>> begin Provided data

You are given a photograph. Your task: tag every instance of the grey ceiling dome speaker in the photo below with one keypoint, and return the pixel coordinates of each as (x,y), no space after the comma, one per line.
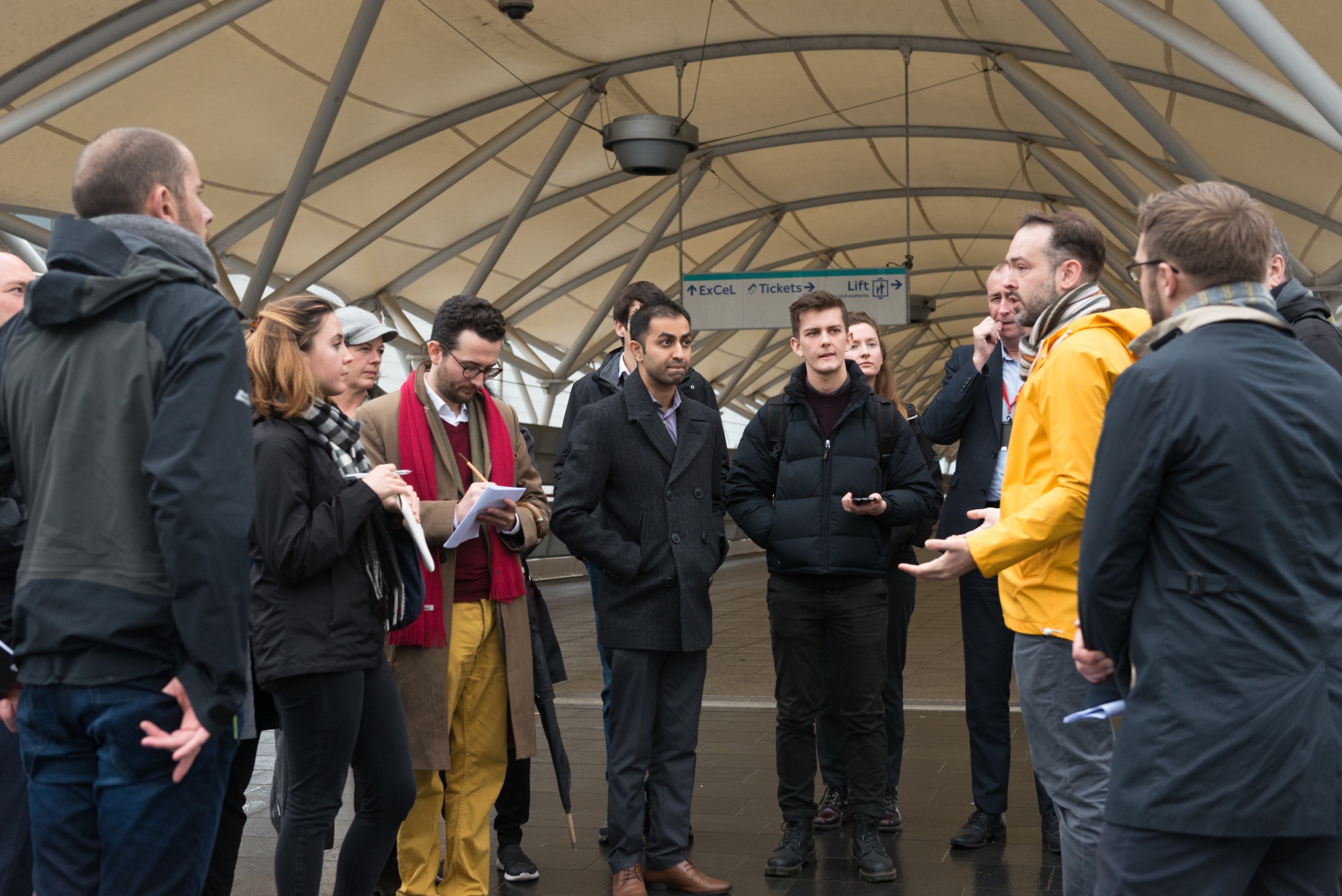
(650,144)
(516,10)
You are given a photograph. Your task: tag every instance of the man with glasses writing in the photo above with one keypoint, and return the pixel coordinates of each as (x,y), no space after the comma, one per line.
(465,666)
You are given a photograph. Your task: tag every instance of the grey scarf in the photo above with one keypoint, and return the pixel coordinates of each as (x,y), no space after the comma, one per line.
(1077,303)
(1249,302)
(176,241)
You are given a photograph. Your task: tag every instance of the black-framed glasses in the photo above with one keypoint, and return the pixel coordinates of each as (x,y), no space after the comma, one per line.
(1134,268)
(471,370)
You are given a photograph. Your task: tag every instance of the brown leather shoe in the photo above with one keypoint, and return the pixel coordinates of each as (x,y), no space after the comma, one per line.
(830,814)
(629,882)
(688,879)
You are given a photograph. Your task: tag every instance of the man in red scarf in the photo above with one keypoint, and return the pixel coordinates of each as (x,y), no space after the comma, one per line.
(465,666)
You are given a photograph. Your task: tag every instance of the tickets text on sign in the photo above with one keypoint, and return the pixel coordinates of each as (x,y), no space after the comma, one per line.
(752,301)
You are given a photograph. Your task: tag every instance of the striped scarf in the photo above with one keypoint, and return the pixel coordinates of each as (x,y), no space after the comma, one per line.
(339,435)
(1077,303)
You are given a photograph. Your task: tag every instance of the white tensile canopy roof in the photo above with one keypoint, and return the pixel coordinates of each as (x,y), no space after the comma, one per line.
(800,108)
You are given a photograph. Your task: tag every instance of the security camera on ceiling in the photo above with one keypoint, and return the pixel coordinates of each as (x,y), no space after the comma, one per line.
(516,10)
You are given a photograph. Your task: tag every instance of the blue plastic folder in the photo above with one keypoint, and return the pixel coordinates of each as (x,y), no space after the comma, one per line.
(1102,711)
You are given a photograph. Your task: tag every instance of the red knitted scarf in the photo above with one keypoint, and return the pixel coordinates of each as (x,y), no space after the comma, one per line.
(417,455)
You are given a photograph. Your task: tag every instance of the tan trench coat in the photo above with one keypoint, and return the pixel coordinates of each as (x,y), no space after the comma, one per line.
(422,672)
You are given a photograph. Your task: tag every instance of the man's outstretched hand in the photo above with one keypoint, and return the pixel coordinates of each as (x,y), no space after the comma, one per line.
(10,709)
(956,558)
(1094,666)
(186,742)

>> end Provided data

To be done:
Reproduce all of the entries above word for word, leaving out the pictures.

Task output:
You are given a photograph. Your task: tag every instance of the grey ceiling dome speaker in the photo below with one keypoint, and return the pixel coordinates of each as (x,y), no space after the comma, one per line.
(650,144)
(516,10)
You are given a photograph. Your task: tag every instance of the man with glasses writing in the photo above with one keypoint, and return the pixel coordinates of each as (x,y), no space after the comma, one per line.
(465,666)
You are given a photograph. Your task: tag every instance of the grey scarf in the photo above with one keypoint, and return the pixel coordinates of each as (x,y), no space after the comma, one per line.
(1077,303)
(1249,302)
(176,241)
You are given a photograph. Your task: tag every instance of the black-framed glasses in the photo above with one keypoint, and return the pixel coordinates of each as (x,y), no space after the comma, one per line.
(1134,268)
(471,370)
You are given a photograph. Your task: tag every instance of the brown leather shoe in the photo above with one keypoint, and return the pixel coordinates of each as (x,y), no space after the comma, one per line.
(830,814)
(629,882)
(688,879)
You are given a photograph. Your task: tag every instance of the man in red scarf in the photo above with one keypoint, and return the pixel coordinates of each as (x,y), no space after the comma, one per line.
(465,666)
You are given a photograph. Your task: tag every instance of the tickets text on sign in the photo above with one keypoint, and return the pixel coordinates of each as (x,y), no space after the comma, one per line.
(752,301)
You are given a photograph. Your task: tag every instance of the striped scarf in the photo above with one keypoint, and return the pixel coordinates of each as (x,y), no space after the comma, one per line.
(339,435)
(1077,303)
You are given a photograph. Your task: tag every instance of the white tensile canopy roof in the photo above with one keypoint, and return the pixel coordinates of each as (x,y), no space after the comma, one per line.
(800,108)
You are given a photograph. Your task: tag every instance of the security camera on ceiling in the photo above with one keypoint, and return the pixel coordinates of each as (x,y), no space after the comma, one per line.
(516,10)
You are given a photograph. Your task: tag every instance of the blue plastic folder in the photo above with one keypoint, and return the pixel coordinates of each as (x,y), no space after the comma, one per line.
(1102,711)
You are given a photograph. Your task: tag every instance of the red knitted scarf in the photo above with one keypoint, and return the pixel coordinates of each as (x,y), no space after the comma, one per line.
(417,455)
You are given a photograph. Your task: tag every instance of the tan trench coat in the photo above with one keypoint, and return the pixel coordinates of each as (x,y), no space after the comma, one per line.
(422,672)
You are given a photograph. Your task: tag every instance of the man's outstretched hand in the photo above with one keypoint, and return the pixel coordinates of each as (x,y), no space after the comma, one per line.
(10,709)
(956,558)
(1094,666)
(186,742)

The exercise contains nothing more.